* **WORK REQUIRED**:
Rewrite the part of the items that opens with the line containing "heron, it would be much appreciated." and closes with the line containing "M 205 117 L" as a Markdown table with the columns "No." and "Line", leaving out blank lines.

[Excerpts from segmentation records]
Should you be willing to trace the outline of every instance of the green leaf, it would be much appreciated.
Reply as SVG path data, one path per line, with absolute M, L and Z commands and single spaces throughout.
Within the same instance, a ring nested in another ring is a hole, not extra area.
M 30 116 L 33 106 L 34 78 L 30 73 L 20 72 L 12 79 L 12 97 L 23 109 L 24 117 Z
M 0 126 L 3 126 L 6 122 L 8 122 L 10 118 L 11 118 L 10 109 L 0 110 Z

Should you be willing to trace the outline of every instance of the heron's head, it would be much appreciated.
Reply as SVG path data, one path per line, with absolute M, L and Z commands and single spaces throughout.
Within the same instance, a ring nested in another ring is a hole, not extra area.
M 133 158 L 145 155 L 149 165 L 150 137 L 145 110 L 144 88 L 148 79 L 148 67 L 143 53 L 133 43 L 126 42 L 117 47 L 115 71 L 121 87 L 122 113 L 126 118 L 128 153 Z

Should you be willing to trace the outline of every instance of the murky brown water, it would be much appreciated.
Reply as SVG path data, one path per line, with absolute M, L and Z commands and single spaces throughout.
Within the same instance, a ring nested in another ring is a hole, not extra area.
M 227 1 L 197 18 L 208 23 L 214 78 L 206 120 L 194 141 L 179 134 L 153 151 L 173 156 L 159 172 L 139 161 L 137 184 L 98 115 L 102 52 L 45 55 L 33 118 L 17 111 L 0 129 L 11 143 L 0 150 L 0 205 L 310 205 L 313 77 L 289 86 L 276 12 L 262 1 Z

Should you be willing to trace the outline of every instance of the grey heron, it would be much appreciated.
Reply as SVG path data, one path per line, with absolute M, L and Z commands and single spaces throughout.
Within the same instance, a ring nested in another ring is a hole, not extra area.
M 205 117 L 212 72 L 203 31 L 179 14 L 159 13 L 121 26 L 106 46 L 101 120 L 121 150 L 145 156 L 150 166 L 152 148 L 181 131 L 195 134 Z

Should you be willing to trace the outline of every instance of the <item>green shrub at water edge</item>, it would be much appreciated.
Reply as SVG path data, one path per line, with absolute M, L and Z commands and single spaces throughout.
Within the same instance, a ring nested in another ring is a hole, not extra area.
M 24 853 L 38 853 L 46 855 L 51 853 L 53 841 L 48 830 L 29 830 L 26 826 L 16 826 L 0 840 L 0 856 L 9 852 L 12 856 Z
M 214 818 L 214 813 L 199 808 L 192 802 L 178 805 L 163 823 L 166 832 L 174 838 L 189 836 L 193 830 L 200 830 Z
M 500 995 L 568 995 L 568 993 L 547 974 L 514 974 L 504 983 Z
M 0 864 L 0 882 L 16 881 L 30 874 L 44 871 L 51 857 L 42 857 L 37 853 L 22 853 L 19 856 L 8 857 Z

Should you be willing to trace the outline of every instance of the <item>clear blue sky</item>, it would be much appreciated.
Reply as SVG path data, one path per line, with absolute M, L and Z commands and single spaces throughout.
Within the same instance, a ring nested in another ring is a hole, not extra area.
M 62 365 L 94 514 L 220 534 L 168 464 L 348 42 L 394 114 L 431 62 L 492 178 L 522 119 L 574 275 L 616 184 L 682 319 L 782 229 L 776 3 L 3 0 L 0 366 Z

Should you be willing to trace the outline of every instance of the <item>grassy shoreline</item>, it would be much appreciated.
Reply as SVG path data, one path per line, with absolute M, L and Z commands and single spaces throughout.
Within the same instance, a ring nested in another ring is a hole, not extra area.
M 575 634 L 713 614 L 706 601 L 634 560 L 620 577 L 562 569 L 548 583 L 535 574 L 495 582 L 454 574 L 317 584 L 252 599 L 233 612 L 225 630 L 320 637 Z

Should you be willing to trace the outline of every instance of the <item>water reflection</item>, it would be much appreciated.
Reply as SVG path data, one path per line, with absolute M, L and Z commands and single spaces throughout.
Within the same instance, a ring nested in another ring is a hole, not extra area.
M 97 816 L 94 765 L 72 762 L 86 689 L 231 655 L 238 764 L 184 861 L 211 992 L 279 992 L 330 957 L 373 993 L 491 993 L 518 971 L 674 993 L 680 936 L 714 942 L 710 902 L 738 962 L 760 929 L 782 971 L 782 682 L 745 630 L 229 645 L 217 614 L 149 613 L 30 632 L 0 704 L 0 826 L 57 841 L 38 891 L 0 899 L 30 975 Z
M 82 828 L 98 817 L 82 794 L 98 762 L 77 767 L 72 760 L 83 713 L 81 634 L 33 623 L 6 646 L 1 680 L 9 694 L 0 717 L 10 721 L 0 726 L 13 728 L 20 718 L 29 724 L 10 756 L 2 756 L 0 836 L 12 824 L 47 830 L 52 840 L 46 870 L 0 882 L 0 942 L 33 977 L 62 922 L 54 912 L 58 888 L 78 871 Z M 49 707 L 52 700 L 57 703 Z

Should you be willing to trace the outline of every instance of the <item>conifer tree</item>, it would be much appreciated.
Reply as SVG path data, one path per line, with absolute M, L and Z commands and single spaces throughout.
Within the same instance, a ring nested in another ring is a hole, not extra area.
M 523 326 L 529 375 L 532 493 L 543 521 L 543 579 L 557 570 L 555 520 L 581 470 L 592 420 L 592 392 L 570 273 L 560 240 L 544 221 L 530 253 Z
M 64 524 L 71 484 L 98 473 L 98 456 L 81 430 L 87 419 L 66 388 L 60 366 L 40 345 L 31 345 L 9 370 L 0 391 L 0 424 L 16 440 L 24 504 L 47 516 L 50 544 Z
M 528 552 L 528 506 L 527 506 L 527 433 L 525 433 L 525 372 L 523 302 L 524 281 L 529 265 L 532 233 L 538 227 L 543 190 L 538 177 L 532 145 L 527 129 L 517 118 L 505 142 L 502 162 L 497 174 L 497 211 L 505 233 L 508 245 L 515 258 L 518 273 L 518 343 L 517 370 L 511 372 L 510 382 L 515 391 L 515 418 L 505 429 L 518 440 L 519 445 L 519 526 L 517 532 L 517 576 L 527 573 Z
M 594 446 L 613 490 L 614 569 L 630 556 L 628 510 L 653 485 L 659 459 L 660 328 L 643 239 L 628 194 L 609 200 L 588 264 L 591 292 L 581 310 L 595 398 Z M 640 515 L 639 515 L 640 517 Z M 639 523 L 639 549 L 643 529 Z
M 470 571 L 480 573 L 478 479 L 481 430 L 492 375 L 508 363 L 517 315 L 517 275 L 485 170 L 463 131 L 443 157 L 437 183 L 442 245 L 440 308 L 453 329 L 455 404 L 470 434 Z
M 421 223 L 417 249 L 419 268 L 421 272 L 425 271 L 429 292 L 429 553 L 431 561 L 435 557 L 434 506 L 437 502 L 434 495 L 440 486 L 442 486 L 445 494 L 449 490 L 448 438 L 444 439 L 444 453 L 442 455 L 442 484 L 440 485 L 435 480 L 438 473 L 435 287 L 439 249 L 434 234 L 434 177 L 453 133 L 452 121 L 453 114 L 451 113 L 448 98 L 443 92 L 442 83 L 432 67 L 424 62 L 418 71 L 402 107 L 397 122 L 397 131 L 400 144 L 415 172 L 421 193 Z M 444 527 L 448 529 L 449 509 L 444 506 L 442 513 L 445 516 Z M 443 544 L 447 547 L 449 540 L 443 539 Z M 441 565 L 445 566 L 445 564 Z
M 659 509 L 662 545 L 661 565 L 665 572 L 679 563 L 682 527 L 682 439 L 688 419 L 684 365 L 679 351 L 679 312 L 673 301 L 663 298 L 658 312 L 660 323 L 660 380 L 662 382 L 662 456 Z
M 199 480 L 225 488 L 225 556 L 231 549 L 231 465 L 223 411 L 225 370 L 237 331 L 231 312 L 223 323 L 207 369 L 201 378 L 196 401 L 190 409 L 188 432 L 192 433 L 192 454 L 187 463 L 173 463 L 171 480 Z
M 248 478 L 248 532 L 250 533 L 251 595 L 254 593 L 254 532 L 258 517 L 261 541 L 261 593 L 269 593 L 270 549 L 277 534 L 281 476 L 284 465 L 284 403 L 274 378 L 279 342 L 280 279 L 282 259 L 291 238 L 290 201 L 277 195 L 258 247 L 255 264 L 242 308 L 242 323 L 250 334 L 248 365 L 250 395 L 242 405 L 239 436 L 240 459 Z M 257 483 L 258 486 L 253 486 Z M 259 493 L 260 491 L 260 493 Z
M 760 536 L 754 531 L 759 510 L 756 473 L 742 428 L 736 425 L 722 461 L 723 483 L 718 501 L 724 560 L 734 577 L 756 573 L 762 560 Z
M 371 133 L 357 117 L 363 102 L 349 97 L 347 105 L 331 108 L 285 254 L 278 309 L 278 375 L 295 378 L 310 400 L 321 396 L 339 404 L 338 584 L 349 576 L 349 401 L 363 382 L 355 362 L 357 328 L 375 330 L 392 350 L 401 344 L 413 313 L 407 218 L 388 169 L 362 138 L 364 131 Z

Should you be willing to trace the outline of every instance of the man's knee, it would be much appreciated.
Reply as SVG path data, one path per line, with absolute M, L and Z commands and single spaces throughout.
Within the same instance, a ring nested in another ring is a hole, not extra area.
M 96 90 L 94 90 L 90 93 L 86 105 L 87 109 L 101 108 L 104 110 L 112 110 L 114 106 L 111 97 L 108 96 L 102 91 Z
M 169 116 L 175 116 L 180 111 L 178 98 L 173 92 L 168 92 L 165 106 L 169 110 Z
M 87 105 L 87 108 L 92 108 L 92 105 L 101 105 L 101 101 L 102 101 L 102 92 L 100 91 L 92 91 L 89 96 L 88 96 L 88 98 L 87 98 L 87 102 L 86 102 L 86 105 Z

* **SOLVED EXERCISE**:
| No. | Line |
|---|---|
| 1 | Should you be willing to trace the outline of every instance of the grey heron, it would be much appreciated. |
| 2 | Reply as SVG path data, one path per line, with absolute M, L and Z commands and single spaces throughout. |
| 3 | Within the same instance, a ring nested in another ring is a hole, not extra area. |
| 4 | M 205 117 L 212 72 L 203 31 L 179 14 L 159 13 L 121 26 L 106 46 L 101 120 L 121 150 L 145 156 L 150 166 L 152 148 L 181 131 L 195 134 Z |